TEXT SECTION>

((

SSC is a rare chronic autoimmune connective tissue disease with unique pathological features, a complex pathogenesis, and multiple organ involvement. It is characterized by microvascular lesions, immune system activation, and tissue fibrosis⁴ that can involve multiple systems of the body, such as the heart, lungs, kidneys, and digestive tract; nervous system involvement is comparatively rare. SSC was previously believed to be a microvascular disease. However, recent studies have shown that SSC also causes damage to large vessels. It can also further increase the occurrence of ischemic vascular disease and atherosclerosis, which accounts for 20% to 30% of the causes of death among patients with SSC.⁵,⁶ In addition, meta-analyses and large national cohort studies have shown that SSC is independently associated with a higher risk of cerebral infarction,⁷,⁸ although the specific mechanism is unclear. SSC is reportedly associated with blood hypercoagulability, which may also be one of the mechanisms underlying the development of cerebral infarction in patients with SSC.⁹ Nervous system involvement in SSC has long been reported^10–12: central nervous system damage occurs in approximately 26% of patients, and peripheral nervous system involvement occurs in 39.1% of patients. Our patient had numbness in her right upper extremity and no history of hyperthyroidism or diabetes. Therefore, we considered that SSC might have involved her peripheral nerves. In addition, SSC-related interstitial lung disease is a common complication of SSC; it occurs in the early stage of the disease and is a main cause of death in patients with SSC.¹³ The chest CT examination of our patient indicated interstitial pneumonia, which was also consistent with the evolution of SSC disease.

))

STUDY MATERIAL>
((

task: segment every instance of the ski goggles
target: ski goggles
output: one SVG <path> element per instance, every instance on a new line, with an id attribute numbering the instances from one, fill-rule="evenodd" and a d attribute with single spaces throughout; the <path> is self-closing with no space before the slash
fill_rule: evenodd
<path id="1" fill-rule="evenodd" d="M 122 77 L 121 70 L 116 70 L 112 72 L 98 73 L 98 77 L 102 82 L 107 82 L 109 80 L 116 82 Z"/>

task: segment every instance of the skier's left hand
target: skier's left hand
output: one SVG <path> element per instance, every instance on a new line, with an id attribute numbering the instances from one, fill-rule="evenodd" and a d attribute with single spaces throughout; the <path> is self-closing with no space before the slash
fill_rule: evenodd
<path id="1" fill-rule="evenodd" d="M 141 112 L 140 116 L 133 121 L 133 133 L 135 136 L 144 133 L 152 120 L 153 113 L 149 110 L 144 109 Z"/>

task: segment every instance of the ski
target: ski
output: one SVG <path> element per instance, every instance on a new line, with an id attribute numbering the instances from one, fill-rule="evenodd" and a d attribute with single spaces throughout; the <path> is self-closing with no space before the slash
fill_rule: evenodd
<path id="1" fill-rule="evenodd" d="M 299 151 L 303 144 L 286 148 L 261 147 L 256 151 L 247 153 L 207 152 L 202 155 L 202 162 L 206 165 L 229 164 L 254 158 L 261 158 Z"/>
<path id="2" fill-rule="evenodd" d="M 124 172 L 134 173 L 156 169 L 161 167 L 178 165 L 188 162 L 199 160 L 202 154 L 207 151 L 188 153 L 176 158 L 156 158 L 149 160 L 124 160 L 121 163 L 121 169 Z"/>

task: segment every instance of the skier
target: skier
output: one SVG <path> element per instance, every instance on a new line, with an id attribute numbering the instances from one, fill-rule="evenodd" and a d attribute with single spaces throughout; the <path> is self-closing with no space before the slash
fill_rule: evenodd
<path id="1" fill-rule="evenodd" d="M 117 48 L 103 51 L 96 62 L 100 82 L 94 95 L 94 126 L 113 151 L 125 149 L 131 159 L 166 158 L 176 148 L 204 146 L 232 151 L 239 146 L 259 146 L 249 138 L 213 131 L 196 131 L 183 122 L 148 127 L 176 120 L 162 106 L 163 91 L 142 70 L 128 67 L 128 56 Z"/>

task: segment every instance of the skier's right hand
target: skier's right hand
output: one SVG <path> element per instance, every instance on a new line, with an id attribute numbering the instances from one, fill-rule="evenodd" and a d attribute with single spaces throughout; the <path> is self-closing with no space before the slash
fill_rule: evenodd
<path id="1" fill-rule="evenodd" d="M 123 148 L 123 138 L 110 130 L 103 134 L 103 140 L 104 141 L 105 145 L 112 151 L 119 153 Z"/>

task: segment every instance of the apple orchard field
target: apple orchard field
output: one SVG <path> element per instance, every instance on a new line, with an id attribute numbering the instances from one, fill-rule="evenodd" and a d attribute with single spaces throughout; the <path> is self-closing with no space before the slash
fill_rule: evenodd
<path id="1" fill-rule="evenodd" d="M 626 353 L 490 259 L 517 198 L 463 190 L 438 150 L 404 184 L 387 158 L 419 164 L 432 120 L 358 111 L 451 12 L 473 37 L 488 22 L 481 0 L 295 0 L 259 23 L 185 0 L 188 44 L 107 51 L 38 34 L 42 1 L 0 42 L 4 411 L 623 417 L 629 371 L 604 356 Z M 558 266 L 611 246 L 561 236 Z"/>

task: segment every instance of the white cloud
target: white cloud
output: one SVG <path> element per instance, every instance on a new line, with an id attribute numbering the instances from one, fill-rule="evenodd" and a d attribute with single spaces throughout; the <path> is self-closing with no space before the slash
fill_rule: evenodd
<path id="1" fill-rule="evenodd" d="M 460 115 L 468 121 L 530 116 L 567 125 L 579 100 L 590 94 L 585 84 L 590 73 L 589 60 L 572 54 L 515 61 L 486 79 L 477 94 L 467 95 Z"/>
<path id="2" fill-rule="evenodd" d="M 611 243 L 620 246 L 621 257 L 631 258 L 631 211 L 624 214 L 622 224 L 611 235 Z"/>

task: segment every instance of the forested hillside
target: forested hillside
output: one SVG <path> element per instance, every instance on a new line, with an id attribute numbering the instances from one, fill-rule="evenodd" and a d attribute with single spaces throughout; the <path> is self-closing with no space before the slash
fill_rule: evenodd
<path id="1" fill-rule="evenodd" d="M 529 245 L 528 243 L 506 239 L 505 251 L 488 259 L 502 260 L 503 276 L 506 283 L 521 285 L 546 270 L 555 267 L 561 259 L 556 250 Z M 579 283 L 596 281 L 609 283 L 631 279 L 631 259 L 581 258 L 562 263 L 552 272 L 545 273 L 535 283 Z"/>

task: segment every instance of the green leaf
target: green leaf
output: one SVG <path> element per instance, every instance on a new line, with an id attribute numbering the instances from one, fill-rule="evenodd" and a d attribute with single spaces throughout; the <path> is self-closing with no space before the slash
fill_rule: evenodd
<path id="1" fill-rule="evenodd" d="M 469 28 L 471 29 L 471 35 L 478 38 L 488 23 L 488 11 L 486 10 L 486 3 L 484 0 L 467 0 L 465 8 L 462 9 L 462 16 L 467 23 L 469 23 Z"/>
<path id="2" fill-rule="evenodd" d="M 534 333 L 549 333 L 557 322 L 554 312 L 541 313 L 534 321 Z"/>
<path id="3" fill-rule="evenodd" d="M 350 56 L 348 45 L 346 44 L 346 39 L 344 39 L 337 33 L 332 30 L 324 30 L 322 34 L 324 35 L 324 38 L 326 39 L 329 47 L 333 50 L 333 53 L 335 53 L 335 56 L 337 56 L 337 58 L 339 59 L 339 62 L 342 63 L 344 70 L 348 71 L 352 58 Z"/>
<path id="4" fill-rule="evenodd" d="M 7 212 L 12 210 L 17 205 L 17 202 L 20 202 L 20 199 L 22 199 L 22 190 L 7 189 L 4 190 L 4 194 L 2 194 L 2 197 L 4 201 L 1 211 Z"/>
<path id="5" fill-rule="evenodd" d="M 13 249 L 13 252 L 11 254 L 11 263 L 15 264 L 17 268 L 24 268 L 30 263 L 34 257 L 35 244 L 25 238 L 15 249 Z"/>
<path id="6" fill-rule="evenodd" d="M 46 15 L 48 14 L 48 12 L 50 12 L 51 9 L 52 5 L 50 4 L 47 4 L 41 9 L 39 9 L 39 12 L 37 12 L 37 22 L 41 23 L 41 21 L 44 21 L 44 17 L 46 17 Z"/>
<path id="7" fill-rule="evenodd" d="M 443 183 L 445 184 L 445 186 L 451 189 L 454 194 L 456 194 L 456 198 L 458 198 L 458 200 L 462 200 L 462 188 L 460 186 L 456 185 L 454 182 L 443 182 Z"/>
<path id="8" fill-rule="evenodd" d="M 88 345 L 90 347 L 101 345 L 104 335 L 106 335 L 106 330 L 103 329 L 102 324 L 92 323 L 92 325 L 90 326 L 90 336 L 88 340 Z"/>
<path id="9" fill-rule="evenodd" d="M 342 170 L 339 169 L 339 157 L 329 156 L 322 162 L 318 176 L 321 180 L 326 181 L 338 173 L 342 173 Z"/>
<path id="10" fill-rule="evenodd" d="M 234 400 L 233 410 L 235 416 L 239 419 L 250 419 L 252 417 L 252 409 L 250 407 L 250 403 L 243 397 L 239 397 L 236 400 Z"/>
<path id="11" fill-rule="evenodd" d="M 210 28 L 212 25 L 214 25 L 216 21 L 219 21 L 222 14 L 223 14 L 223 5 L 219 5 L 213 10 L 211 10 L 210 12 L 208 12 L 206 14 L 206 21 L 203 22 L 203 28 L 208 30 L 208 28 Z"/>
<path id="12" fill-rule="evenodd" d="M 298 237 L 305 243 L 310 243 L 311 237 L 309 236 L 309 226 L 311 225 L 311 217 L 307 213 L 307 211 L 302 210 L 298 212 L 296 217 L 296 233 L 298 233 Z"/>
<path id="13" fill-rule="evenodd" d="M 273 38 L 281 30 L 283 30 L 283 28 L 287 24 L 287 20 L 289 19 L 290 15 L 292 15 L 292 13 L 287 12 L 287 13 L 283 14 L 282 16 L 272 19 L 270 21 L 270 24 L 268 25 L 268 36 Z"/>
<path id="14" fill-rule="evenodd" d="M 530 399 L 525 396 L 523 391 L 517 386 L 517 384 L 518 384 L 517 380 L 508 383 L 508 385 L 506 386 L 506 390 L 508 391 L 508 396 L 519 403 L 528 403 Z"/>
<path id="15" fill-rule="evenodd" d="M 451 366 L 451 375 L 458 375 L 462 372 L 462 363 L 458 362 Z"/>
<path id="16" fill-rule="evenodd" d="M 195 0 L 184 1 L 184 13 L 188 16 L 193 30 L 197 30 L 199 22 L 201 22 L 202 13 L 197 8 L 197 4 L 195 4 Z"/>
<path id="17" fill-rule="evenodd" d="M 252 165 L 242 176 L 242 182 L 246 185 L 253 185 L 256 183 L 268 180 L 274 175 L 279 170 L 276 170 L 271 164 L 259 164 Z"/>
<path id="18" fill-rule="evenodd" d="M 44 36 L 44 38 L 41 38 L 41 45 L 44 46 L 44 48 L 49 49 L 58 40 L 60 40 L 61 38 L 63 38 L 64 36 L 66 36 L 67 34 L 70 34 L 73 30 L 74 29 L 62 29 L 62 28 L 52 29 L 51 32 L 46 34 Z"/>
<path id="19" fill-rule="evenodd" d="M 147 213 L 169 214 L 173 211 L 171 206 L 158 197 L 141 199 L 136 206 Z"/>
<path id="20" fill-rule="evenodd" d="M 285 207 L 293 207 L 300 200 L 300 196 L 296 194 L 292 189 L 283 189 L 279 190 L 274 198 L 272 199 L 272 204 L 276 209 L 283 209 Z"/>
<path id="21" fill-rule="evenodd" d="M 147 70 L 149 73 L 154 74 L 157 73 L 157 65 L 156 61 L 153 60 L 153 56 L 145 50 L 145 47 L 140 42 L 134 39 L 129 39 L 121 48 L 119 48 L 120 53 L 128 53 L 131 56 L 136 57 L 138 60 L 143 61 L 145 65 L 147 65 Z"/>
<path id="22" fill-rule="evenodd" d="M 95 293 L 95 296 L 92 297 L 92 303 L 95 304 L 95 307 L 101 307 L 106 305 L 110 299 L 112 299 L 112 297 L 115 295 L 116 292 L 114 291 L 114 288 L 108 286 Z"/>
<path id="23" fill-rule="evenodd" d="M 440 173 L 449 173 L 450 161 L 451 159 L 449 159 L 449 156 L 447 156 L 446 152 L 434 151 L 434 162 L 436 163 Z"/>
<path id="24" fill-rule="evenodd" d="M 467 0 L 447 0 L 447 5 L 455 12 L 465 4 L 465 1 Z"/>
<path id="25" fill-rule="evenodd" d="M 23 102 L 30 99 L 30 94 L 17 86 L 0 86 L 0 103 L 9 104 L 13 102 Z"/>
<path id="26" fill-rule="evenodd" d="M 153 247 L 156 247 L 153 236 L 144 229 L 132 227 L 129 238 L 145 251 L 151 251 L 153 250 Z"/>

))

WHAT IS EXPECTED>
Please answer these from the SSC text:
(a) In about what percentage of patients does central nervous system damage occur?
(b) What symptom did the patient have in her right upper extremity?
(c) What did the patient's chest CT examination indicate?

TASK OUTPUT>
(a) About 26%
(b) Numbness
(c) Interstitial pneumonia